▸ **ЗАДАНИЯ**
- A) Ответьте по статье о Брауэре на вопросы:
(i) Что оказывается для Брауэра основным математическим объектом?
(ii) Какое отношение названо основополагающим для любой последовательности?
(iii) По чьему замечанию конструирование является единственным онтологически значимым для математики процессом?
- B) Перескажите в виде краткого списка абзац статьи о Брауэре, начинающийся словами «Числовая последовательность оказывается», сохранив его основные факты.
- C) Продолжите статью о Брауэре с того места, на котором она заканчивается.

▸ **СТАТЬЯ**
☆ ☆ ☆ ☆ ☆

Числовая последовательность оказывается для Брауэра основным математическим объектом. Конструирование, которое, согласно замечанию
 

Поппера, является единственным онтологически значимым для математики процессом, следует рассматривать именно как конструирование

 

числовых последовательностей. Впрочем, такое конструирование часто является не самоцелью, а скорее способом определения непрерывного

 

протяженного предмета. Последний, конечно, не есть реальность, данная до всякого построения. Он - среда, а не вещь. Существует то, что

 

происходит в этой среде, точнее, что создается субъектом, действующим в пределах, заданных этой средой. Создается же им дискретная

 

числовая последовательность. Основополагающим отношением для любой последовательности является отношение 'до-после' (отношение

 

порядка). Это отражает ведущую роль интуиции времени в математике. Структура различия, вносимая субъектом в среду, является

 

временной структурой. Основным различением, существующим между создаваемыми элементами, является различение во времени.

 

Определенность предмета возникает, однако еще при одном условии, которое и делает, на наш взгляд, окончательно ясной роль

 

конструктивности. Необходимо принять во внимание еще одну важную характеристику когнитивной деятельности, на которую указывает

 

Брауэр. "Человеческое поведение включает попытку удерживать достаточно длинную цепь 'вещей' с тем, чтобы иметь возможность перейти

 

мысленно от последней к более ранней. Результатом такого действия является обнаружения правила, закона, формирующего

 

последовательность" ([65], с. 99).

☆ ☆ ☆ ☆ ☆

▸ **ИСХОДНЫЕ ДАННЫЕ**
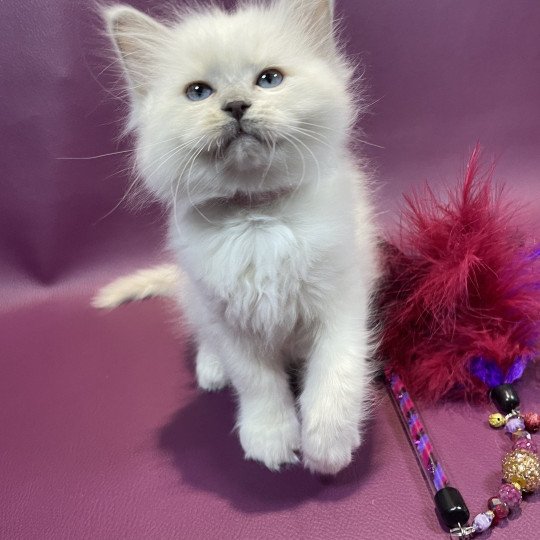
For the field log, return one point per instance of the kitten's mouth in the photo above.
(241, 137)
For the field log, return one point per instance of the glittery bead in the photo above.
(526, 444)
(520, 433)
(496, 420)
(523, 467)
(510, 495)
(482, 522)
(499, 508)
(532, 422)
(515, 424)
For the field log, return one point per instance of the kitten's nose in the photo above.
(237, 109)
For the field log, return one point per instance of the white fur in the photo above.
(159, 281)
(286, 281)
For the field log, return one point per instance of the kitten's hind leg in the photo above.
(210, 371)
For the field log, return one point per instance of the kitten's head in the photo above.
(257, 99)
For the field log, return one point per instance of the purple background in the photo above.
(102, 432)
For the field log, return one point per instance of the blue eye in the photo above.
(270, 78)
(198, 91)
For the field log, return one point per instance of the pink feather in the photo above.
(460, 284)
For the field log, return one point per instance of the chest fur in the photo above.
(255, 272)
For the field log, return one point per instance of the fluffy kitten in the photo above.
(242, 122)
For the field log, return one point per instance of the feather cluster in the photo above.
(462, 284)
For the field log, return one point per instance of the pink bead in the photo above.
(532, 422)
(510, 495)
(515, 424)
(526, 444)
(499, 508)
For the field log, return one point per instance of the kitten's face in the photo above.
(223, 102)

☆ ☆ ☆ ☆ ☆

▸ **ОТВЕТЫ**
- A)
(i) Числовая последовательность.
(ii) Отношение «до-после», то есть отношение порядка.
(iii) По замечанию Поппера.

- B)
- Для Брауэра основной математический объект — числовая последовательность.
- По замечанию Поппера, конструирование — единственный онтологически значимый для математики процесс. Его следует понимать как конструирование числовых последовательностей.
- Такое конструирование часто служит способом определения непрерывного протяженного предмета. Этот предмет — среда, а не вещь, и он не дан до всякого построения.
- Существует то, что создает субъект в пределах этой среды, а именно дискретная числовая последовательность.
- Основополагающее отношение для любой последовательности — «до-после» (отношение порядка). Это отражает ведущую роль интуиции времени в математике: структура различия, вносимая субъектом, временная, а основное различение между элементами — различение во времени.
- Определенность предмета требует еще одного условия. По Брауэру, человек пытается удерживать достаточно длинную цепь «вещей», чтобы мысленно переходить от последней к более ранней, и в результате обнаруживает правило, формирующее последовательность.

- C)
Коль скоро когнитивная деятельность подразумевает удержание в мысли некоторого единства, чего-то целого, явленного в последовательных
 

восприятиях (или действиях), то математика должна, выражая эту способность, конструировать единый предмет из многих элементов

 

последовательности. "Человеческое понимание основано на конструировании обычных математических систем так, что каждый

 

индивидуальный элемент жизни связан с соответствующим элементом системы" (Там же). Конструкция, таким образом, оказывается

 

необходима потому, что создает единство многих конструктивных элементов (различенных моментов или восприятий). Конструирование,

 

следовательно, лежит в основе человеческого понимания всякого предмета вообще. Благодаря созданной конструкции, предмет предстает

 

человеку как существующий. Особенно это важно коль скоро речь идет о протяженном предмете, представление которого связано с длением,

 

с непрерывно длящимся восприятием. Смысл конструирования тогда состоит в создании целостной структуры различимых элементов в

 

текучей и неопределенной среде.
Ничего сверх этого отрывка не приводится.